▸ Description of the task: Reproduce word for word the lines below, starting with the one that contains "Box every brown muddy water." and ending with the one that contains "[93,141,129,167]", and include both of those lines.

# # # # #

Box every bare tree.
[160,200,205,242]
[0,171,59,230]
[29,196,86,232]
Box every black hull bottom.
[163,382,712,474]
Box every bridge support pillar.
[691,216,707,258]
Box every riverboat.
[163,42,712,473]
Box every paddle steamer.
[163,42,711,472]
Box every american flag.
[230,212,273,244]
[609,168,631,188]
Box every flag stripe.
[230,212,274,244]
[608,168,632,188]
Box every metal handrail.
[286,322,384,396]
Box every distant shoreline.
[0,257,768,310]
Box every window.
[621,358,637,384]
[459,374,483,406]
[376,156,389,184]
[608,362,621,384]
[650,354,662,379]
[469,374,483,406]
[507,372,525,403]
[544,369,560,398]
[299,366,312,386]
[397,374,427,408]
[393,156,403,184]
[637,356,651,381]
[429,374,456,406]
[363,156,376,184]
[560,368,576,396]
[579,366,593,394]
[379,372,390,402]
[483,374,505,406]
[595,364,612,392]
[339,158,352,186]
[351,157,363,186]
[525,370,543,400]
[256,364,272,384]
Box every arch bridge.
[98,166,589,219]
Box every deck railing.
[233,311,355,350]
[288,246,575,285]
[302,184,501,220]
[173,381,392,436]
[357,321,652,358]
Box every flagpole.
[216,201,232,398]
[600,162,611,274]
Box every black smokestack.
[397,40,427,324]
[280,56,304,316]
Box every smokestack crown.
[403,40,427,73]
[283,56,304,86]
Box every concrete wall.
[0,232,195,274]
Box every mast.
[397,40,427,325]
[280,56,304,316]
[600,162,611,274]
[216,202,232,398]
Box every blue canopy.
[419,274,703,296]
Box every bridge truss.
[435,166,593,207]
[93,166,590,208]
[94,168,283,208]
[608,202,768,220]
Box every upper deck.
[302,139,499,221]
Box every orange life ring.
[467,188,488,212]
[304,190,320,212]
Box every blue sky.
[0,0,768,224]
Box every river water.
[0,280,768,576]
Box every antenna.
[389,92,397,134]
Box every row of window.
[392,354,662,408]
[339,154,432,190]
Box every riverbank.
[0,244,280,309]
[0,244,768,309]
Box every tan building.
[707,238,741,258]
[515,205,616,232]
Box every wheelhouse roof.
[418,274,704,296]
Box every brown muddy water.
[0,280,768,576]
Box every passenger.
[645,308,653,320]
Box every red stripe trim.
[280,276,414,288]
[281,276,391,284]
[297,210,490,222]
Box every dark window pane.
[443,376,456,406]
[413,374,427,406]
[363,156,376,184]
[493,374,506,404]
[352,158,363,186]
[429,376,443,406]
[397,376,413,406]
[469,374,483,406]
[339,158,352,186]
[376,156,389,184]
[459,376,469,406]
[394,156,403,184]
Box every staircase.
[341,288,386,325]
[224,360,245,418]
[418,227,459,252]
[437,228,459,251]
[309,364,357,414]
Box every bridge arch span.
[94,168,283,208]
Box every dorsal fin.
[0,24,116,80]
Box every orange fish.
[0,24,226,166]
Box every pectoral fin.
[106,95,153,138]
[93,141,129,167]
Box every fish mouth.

# # # # #

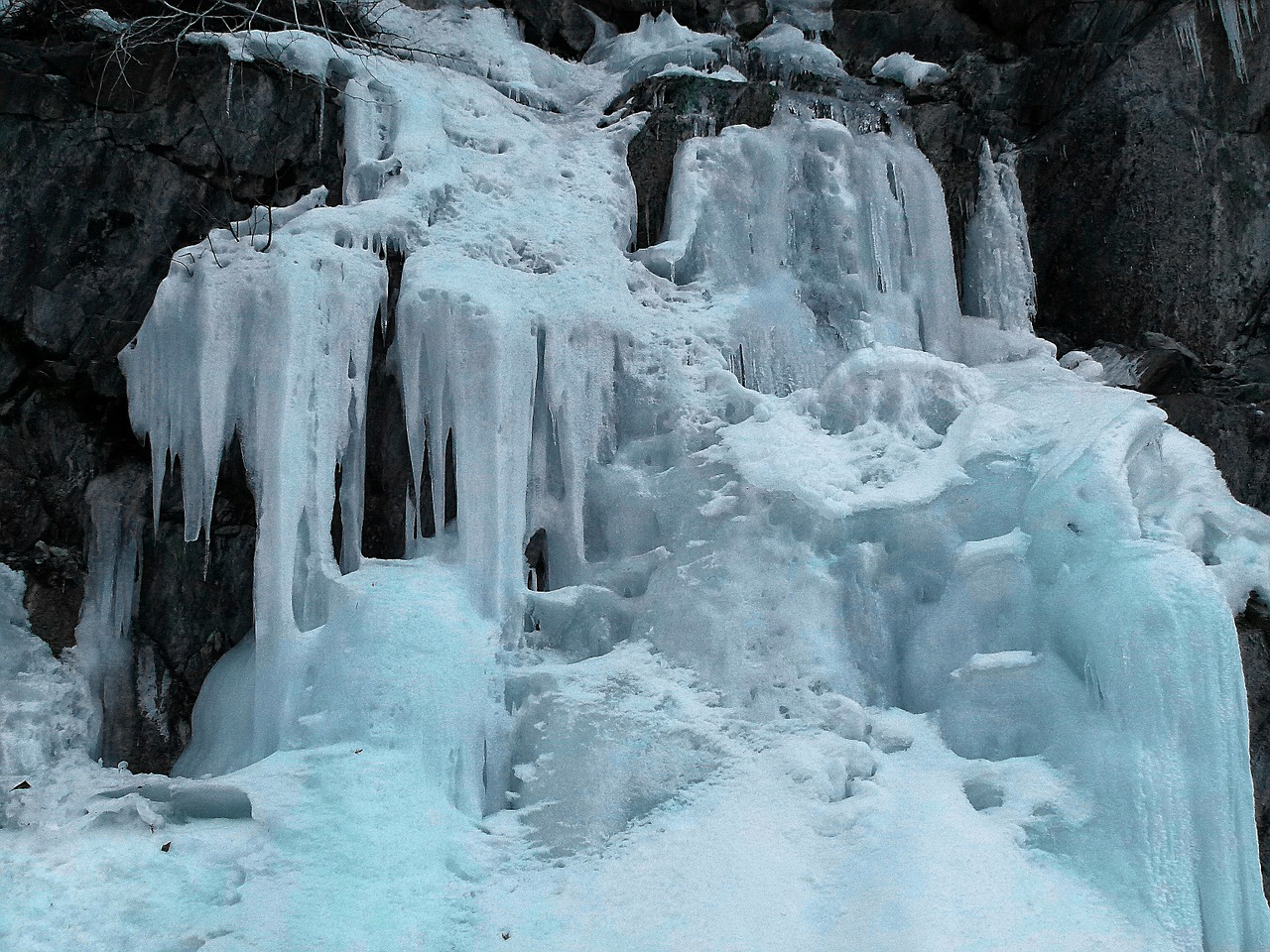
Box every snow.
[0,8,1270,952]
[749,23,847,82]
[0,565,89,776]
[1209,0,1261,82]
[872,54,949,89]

# # # # #

▸ Solution below:
Box every brown muddy water.
[0,280,768,576]
Box every passenger.
[645,308,653,320]
Box every red stripe trim.
[280,276,414,288]
[281,276,391,284]
[297,210,490,222]
Box every dark window pane.
[443,376,456,406]
[413,374,427,406]
[363,156,376,184]
[493,374,506,404]
[352,158,363,186]
[429,376,443,406]
[397,376,413,406]
[469,374,483,406]
[339,158,352,186]
[376,156,389,184]
[459,376,469,406]
[394,156,403,184]
Box every staircase.
[341,288,386,325]
[224,360,245,418]
[418,227,459,252]
[437,228,459,251]
[309,364,357,414]
Box every bridge arch span.
[94,168,283,208]
Box every dorsal fin.
[0,24,116,80]
Box every orange fish.
[0,24,226,166]
Box every pectoral fin.
[106,95,153,138]
[93,141,129,167]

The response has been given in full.